— Data in this exercise —
+++
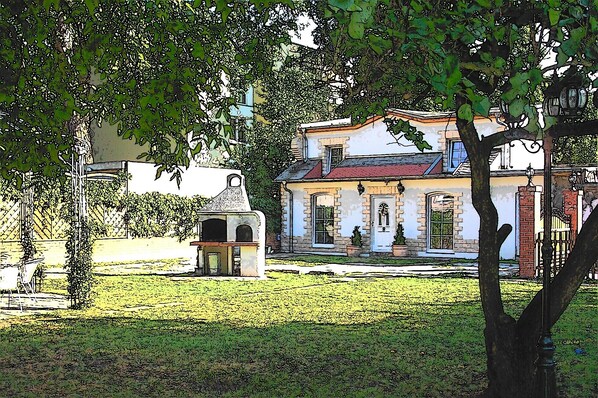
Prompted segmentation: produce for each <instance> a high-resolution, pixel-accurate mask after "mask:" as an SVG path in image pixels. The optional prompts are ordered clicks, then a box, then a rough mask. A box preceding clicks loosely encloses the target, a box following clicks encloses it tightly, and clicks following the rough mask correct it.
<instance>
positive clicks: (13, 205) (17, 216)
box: [0, 201, 21, 241]
mask: <svg viewBox="0 0 598 398" xmlns="http://www.w3.org/2000/svg"><path fill="white" fill-rule="evenodd" d="M20 220H21V204H20V202H13V201H6V202H0V240H6V241H9V240H19V239H20V235H21V226H20Z"/></svg>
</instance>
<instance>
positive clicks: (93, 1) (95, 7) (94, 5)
mask: <svg viewBox="0 0 598 398" xmlns="http://www.w3.org/2000/svg"><path fill="white" fill-rule="evenodd" d="M98 3H99V0H85V5H86V6H87V9H88V10H89V15H94V13H95V10H96V8H97V6H98Z"/></svg>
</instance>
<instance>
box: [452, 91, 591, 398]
mask: <svg viewBox="0 0 598 398" xmlns="http://www.w3.org/2000/svg"><path fill="white" fill-rule="evenodd" d="M456 102H457V109H458V107H459V106H460V105H462V104H464V103H465V100H464V99H463V98H457V101H456ZM457 127H458V129H459V133H460V136H461V139H462V141H463V143H464V145H465V147H466V149H467V153H468V158H469V161H470V163H471V192H472V204H473V206H474V208H475V209H476V211H477V213H478V215H479V217H480V230H479V246H480V247H483V248H484V250H481V251H479V256H478V270H479V285H480V298H481V301H482V308H483V311H484V319H485V323H486V327H485V329H484V339H485V345H486V354H487V372H488V389H487V391H486V396H488V397H492V398H528V397H532V396H533V394H534V382H535V373H536V366H535V361H536V358H537V356H538V354H537V344H538V341H539V339H540V332H541V319H542V304H541V303H542V300H541V297H542V292H541V291H540V292H538V293H537V294H536V296H535V297H534V298H533V299H532V301H531V302H530V303H529V304H528V306H527V307H526V308H525V310H524V311H523V313H522V314H521V316H520V317H519V319H518V320H517V321H516V320H515V319H513V318H512V317H511V316H509V315H507V314H506V313H505V312H504V307H503V302H502V297H501V291H500V282H499V275H498V264H499V256H500V247H501V246H502V243H503V242H504V240H505V239H506V237H507V236H508V234H509V233H510V232H511V227H510V226H507V225H503V226H502V227H500V228H498V213H497V210H496V207H495V206H494V203H493V202H492V197H491V194H490V165H489V157H490V152H491V150H492V145H491V144H490V142H489V141H486V142H484V140H483V139H480V138H479V137H478V134H477V131H476V128H475V126H474V124H473V123H472V122H468V121H465V120H462V119H459V118H457ZM597 258H598V210H594V211H593V212H592V214H591V215H590V217H589V218H588V219H587V220H586V223H585V224H584V226H583V228H582V230H581V231H580V233H579V235H578V237H577V241H576V244H575V246H574V247H573V249H572V251H571V253H570V255H569V258H568V259H567V261H566V263H565V265H564V267H563V268H562V269H561V271H560V272H559V273H558V275H557V276H556V277H555V278H554V279H553V281H552V283H551V287H552V288H551V291H552V294H551V300H550V301H551V307H552V312H551V319H550V325H551V326H552V325H553V324H554V323H555V322H556V321H557V320H558V318H559V317H560V315H561V314H562V313H563V312H564V311H565V309H566V308H567V306H568V305H569V303H570V302H571V300H572V298H573V296H574V295H575V292H576V291H577V289H578V288H579V286H580V285H581V283H582V282H583V279H584V278H585V276H586V275H587V274H588V272H589V270H590V268H591V266H592V265H593V264H594V263H595V262H596V259H597Z"/></svg>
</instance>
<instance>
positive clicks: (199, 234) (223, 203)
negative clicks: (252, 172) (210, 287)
mask: <svg viewBox="0 0 598 398" xmlns="http://www.w3.org/2000/svg"><path fill="white" fill-rule="evenodd" d="M199 213H200V218H199V221H200V222H199V240H198V241H193V242H191V245H192V246H197V268H196V272H197V273H198V274H200V275H233V276H258V277H263V276H264V275H265V265H266V255H265V244H266V221H265V217H264V214H263V213H262V212H260V211H254V210H251V207H250V206H249V200H248V198H247V193H246V191H245V178H244V177H243V176H242V175H239V174H230V175H228V176H227V184H226V188H225V189H224V190H223V191H222V192H221V193H220V194H218V195H217V196H215V197H214V198H213V199H212V200H211V201H210V202H209V203H208V204H206V205H205V206H204V207H203V208H201V210H200V211H199Z"/></svg>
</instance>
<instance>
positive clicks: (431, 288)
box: [0, 273, 598, 397]
mask: <svg viewBox="0 0 598 398" xmlns="http://www.w3.org/2000/svg"><path fill="white" fill-rule="evenodd" d="M44 288H45V290H47V291H54V292H64V289H65V281H64V280H60V279H58V280H50V279H48V280H46V281H45V285H44ZM538 288H539V285H538V284H536V283H533V282H517V281H514V280H509V281H505V282H504V283H503V290H504V293H505V296H506V305H507V308H508V309H509V311H510V312H512V313H514V314H516V313H518V311H520V310H521V308H522V306H523V305H524V302H526V301H527V300H529V298H530V297H531V296H532V295H533V294H534V293H535V291H537V289H538ZM597 289H598V288H597V286H596V285H588V286H582V288H581V289H580V291H579V293H578V294H577V296H576V298H575V300H574V302H573V304H572V305H571V307H570V308H569V310H568V311H567V312H566V313H565V315H564V316H563V317H562V319H561V320H560V321H559V323H558V324H557V325H556V326H555V327H554V329H553V332H554V339H555V343H556V345H557V355H556V356H557V360H558V361H559V363H558V382H559V387H560V389H561V391H562V393H563V395H562V396H564V397H590V396H597V394H598V352H597V351H598V349H597V348H596V347H598V337H597V335H596V330H598V317H597V314H598V311H597V300H596V293H597ZM96 291H97V297H96V305H95V306H94V307H93V308H91V309H88V310H84V311H60V312H54V313H50V314H46V315H42V316H38V317H33V318H25V319H13V320H10V321H3V322H2V323H0V391H2V392H3V396H10V397H43V396H50V397H62V396H84V397H188V396H191V397H214V396H226V397H248V396H251V397H299V396H301V397H376V396H379V397H388V396H394V397H475V396H477V395H478V394H479V393H480V392H481V391H482V390H483V388H484V386H485V375H484V372H485V354H484V346H483V342H482V327H483V321H482V316H481V308H480V303H479V293H478V286H477V281H476V280H474V279H460V278H425V279H424V278H421V279H418V278H379V279H359V280H355V281H348V280H345V279H337V278H334V277H327V276H311V275H301V276H300V275H291V274H283V273H269V274H268V279H267V280H260V281H255V280H252V281H235V280H220V281H214V280H207V279H202V278H175V277H169V276H161V275H124V276H123V275H113V276H101V277H99V278H98V285H97V287H96ZM576 348H583V349H584V350H585V355H578V354H576V353H575V349H576Z"/></svg>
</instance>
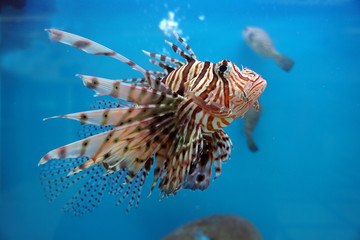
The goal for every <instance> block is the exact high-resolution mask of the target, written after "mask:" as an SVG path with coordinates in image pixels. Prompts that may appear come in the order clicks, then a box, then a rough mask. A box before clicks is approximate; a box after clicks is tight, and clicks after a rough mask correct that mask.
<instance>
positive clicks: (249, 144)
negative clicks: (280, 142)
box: [247, 135, 258, 152]
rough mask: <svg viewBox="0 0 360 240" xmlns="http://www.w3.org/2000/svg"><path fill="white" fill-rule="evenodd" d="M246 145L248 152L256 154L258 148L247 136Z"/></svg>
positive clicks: (253, 141) (257, 149)
mask: <svg viewBox="0 0 360 240" xmlns="http://www.w3.org/2000/svg"><path fill="white" fill-rule="evenodd" d="M247 144H248V146H249V149H250V151H252V152H256V151H257V150H258V147H257V146H256V144H255V141H254V139H253V138H252V136H251V135H247Z"/></svg>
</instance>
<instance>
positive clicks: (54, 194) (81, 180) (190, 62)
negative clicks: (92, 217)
mask: <svg viewBox="0 0 360 240" xmlns="http://www.w3.org/2000/svg"><path fill="white" fill-rule="evenodd" d="M47 31H48V32H49V36H50V38H51V39H52V40H54V41H58V42H61V43H64V44H67V45H71V46H73V47H76V48H78V49H81V50H83V51H85V52H87V53H90V54H94V55H106V56H110V57H113V58H115V59H118V60H120V61H122V62H124V63H126V64H128V65H130V66H131V67H132V68H133V69H134V70H136V71H139V72H140V73H142V75H143V78H132V79H117V80H110V79H105V78H100V77H93V76H86V75H78V76H79V77H80V78H81V79H82V81H83V83H84V85H85V86H86V87H88V88H90V89H92V90H94V91H95V92H96V95H95V96H111V97H113V98H115V99H117V100H116V101H115V100H109V101H106V100H104V102H102V104H100V107H99V108H101V109H97V110H91V111H84V112H78V113H72V114H67V115H60V116H56V117H51V118H58V117H60V118H69V119H74V120H77V121H79V122H80V123H81V124H86V125H85V126H89V128H88V131H87V132H86V131H85V134H84V137H85V138H84V139H82V140H79V141H77V142H74V143H70V144H68V145H66V146H63V147H60V148H58V149H55V150H52V151H50V152H49V153H47V154H46V155H45V156H44V157H43V158H42V159H41V160H40V162H39V165H42V166H41V167H42V169H41V174H40V178H41V182H42V184H43V185H44V188H45V190H46V191H45V192H46V195H47V197H48V198H49V200H50V201H51V200H54V199H55V198H57V197H58V196H59V195H60V194H61V193H63V192H64V191H65V190H66V189H68V188H69V187H70V186H71V185H73V184H74V183H77V182H79V181H83V182H84V185H83V186H82V188H81V189H80V190H78V191H77V192H76V193H75V195H74V196H73V197H72V199H71V200H69V201H68V202H67V203H66V204H65V206H64V209H63V210H65V211H70V212H73V213H74V214H75V215H82V214H84V213H87V212H90V211H92V210H93V209H94V208H95V207H97V206H98V205H99V204H100V200H101V198H102V197H103V195H104V194H105V193H109V194H112V195H118V196H120V199H119V200H118V202H117V205H118V204H120V203H121V202H123V201H124V200H125V199H127V198H128V197H129V198H130V199H129V203H128V207H127V209H126V211H127V212H128V211H129V210H130V208H131V207H132V206H134V205H135V206H136V207H137V206H138V204H139V200H140V194H141V189H142V187H143V185H144V182H145V179H146V177H147V176H148V174H149V172H150V169H151V167H152V166H153V165H154V166H153V168H154V171H153V174H154V176H153V181H152V186H151V191H150V194H151V192H152V191H153V189H154V187H155V186H156V185H157V183H158V182H159V184H158V188H159V189H160V191H161V194H162V197H161V199H163V198H164V197H167V196H170V195H175V194H176V193H177V192H178V191H179V190H180V189H191V190H197V189H199V190H202V191H203V190H205V189H206V188H208V186H209V183H210V179H211V174H212V168H214V169H215V170H214V172H215V177H214V179H215V178H216V177H218V176H219V175H220V173H221V165H222V162H226V161H227V160H228V159H229V158H230V154H231V148H232V143H231V140H230V138H229V137H228V135H227V134H226V133H225V132H224V131H223V128H225V127H226V126H228V125H229V124H230V123H231V122H232V121H233V120H234V119H237V118H239V117H241V116H242V115H243V114H244V113H245V112H246V111H247V110H248V109H249V108H250V107H252V106H253V107H254V108H255V109H258V108H259V104H258V98H259V96H260V94H261V93H262V92H263V91H264V89H265V87H266V81H265V80H264V79H263V78H262V77H261V76H260V75H259V74H257V73H255V72H254V71H252V70H250V69H248V68H243V69H242V70H240V69H239V67H238V66H237V65H235V64H234V63H232V62H230V61H229V60H227V59H225V60H222V61H220V62H218V63H211V62H208V61H206V62H201V61H199V60H197V57H196V55H195V54H194V52H193V51H192V49H191V48H190V46H189V45H188V44H187V43H186V42H185V41H184V40H183V39H182V38H181V37H179V36H178V35H177V34H176V33H175V32H174V35H175V37H176V38H177V40H178V41H179V42H180V43H181V44H182V46H183V47H185V48H186V50H187V51H185V50H183V49H181V48H179V47H178V46H177V45H175V44H173V43H171V42H168V41H165V42H166V43H167V44H169V45H170V46H171V48H172V49H173V50H174V52H175V53H176V54H178V55H180V56H181V57H182V58H184V59H185V61H184V62H182V61H179V60H177V59H175V58H171V57H168V56H164V55H160V54H155V53H150V52H146V51H143V52H144V53H145V54H146V55H148V56H149V57H151V59H150V62H151V63H153V64H154V65H156V66H158V67H160V68H162V69H163V70H162V71H148V70H145V69H143V68H142V67H140V66H139V65H137V64H136V63H134V62H133V61H130V60H129V59H127V58H126V57H124V56H122V55H120V54H119V53H117V52H115V51H113V50H111V49H109V48H107V47H105V46H103V45H100V44H98V43H96V42H93V41H91V40H89V39H86V38H83V37H80V36H77V35H74V34H71V33H68V32H63V31H60V30H56V29H47ZM155 59H156V60H155ZM45 163H47V164H45ZM43 164H45V165H43Z"/></svg>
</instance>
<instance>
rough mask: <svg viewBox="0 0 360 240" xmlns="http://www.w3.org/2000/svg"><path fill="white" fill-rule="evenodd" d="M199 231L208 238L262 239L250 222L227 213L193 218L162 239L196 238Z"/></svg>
mask: <svg viewBox="0 0 360 240" xmlns="http://www.w3.org/2000/svg"><path fill="white" fill-rule="evenodd" d="M199 232H202V233H203V234H204V235H205V236H206V237H207V238H208V239H210V240H230V239H231V240H234V239H237V240H262V237H261V235H260V233H259V231H258V230H257V229H256V227H255V226H254V225H253V224H252V223H251V222H249V221H248V220H246V219H244V218H241V217H238V216H234V215H229V214H224V215H213V216H209V217H206V218H202V219H198V220H195V221H193V222H191V223H189V224H186V225H183V226H181V227H180V228H178V229H176V230H175V231H173V232H172V233H170V234H169V235H167V236H166V237H164V238H163V239H162V240H197V239H196V236H197V234H198V233H199ZM205 236H204V239H205V238H206V237H205Z"/></svg>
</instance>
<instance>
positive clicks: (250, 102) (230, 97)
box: [215, 59, 266, 119]
mask: <svg viewBox="0 0 360 240" xmlns="http://www.w3.org/2000/svg"><path fill="white" fill-rule="evenodd" d="M215 71H216V72H217V73H218V75H219V76H220V77H222V78H225V79H226V80H227V82H228V88H229V90H226V89H224V91H228V92H229V95H228V97H229V117H232V118H233V119H236V118H239V117H241V116H242V115H243V114H244V113H245V112H246V111H247V110H249V108H250V107H251V106H252V105H254V104H255V105H256V104H257V100H258V98H259V96H260V95H261V94H262V93H263V91H264V90H265V88H266V81H265V80H264V79H263V78H262V77H261V76H260V75H259V74H257V73H256V72H254V71H252V70H250V69H248V68H243V69H242V70H240V69H239V67H238V66H237V65H236V64H234V63H232V62H230V61H229V60H227V59H225V60H223V61H220V62H218V63H217V64H216V66H215ZM225 95H226V94H225Z"/></svg>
+++
— Task directions —
Every line above from the line with "negative clicks: (252, 172) (210, 287)" to the line with "positive clicks: (431, 288)", both included, must be reproduced exactly, and no other line may appear.

— Result of the task —
negative clicks: (252, 172) (210, 287)
mask: <svg viewBox="0 0 598 398" xmlns="http://www.w3.org/2000/svg"><path fill="white" fill-rule="evenodd" d="M199 213H200V218H199V221H200V222H199V240H198V241H193V242H191V245H192V246H197V268H196V272H197V273H198V274H200V275H233V276H258V277H263V276H264V275H265V265H266V255H265V244H266V221H265V217H264V214H263V213H262V212H260V211H254V210H251V207H250V206H249V200H248V198H247V193H246V191H245V178H244V177H243V176H242V175H239V174H230V175H228V176H227V184H226V188H225V189H224V190H223V191H222V192H221V193H220V194H218V195H217V196H215V197H214V198H213V199H212V200H211V201H210V202H209V203H208V204H206V205H205V206H204V207H203V208H201V210H200V211H199Z"/></svg>
</instance>
<instance>
positive clicks: (431, 288)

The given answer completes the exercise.